* _What you need to do_
Answer these questions from the provided text, which follows along with the listing:
(a) What three forms of energy does the provided text list as included in electromagnetic radiation?
(b) According to the theory described, where were the microwave antennas or masers placed?
(c) What name does the provided text suggest for the version of the theory described in the interview with Jim Hoffman?

Theories that Directed Electromagnetic Energy Weapons Destroyed the Twin Towers
Directed energy weapons, more commonly known as energy beams,
transmit energy between points separated in space
without drastic attenuation.
The most familiar types of directed energy weapons use
electromagnetic (EM) radiation, which is the form of energy
including radio waves, visible light, and X-rays.
Lasers, masers, and antennas can be used to generate beams of EM radiation.
Because of the wave nature of EM radiation,
it can be directed with a precision
that is proportional to its frequency,
and it can be superimposed such that multiple signals
cancel out in some areas and add together in others --
phenomena known as destructive and constructive interference.
One directed energy weapon theory of the Twin Towers destruction
postulates that powerful microwave antennas or masers
in the basements of the Towers generated multiple
upward-directed microwave beams.
The phases and frequencies of the superimposed beams were carefully
controlled to produce a region of strong constructive interference,
originating around the crash zone,
then moving down the Tower at about the rate the debris was falling.
A version of this theory,
which might be dubbed the
"coaxial beam microwave interferometry theory"
is described in some detail in the interview with Jim Hoffman entitled
Your Eyes Don't Lie: Common Sense, Physics,
and the World Trade Center Collapses.
Hoffman has since rejected this theory for reasons described below.
Problems With EM Weapons Theories
There are at least three serious problems with any theory that EM weapons
were used to destroy the Twin Towers.
- The electromagnetic energy beam would have to have emanated
from some source.
What was the source, and how did it escape notice?

* _Data excerpt_
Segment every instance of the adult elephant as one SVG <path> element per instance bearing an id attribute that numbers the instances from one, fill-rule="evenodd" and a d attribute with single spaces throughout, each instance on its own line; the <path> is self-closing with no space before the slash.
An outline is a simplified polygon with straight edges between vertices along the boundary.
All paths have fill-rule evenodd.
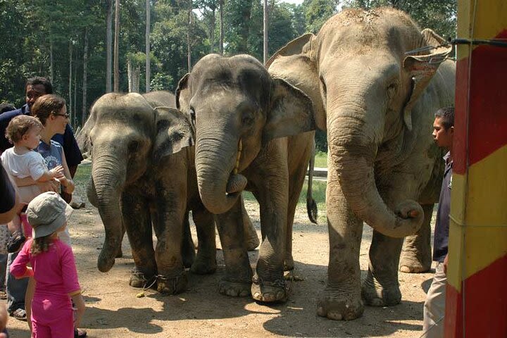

* _Worked answer_
(a) Radio waves, visible light, and X-rays.
(b) In the basements of the Towers.
(c) The "coaxial beam microwave interferometry theory".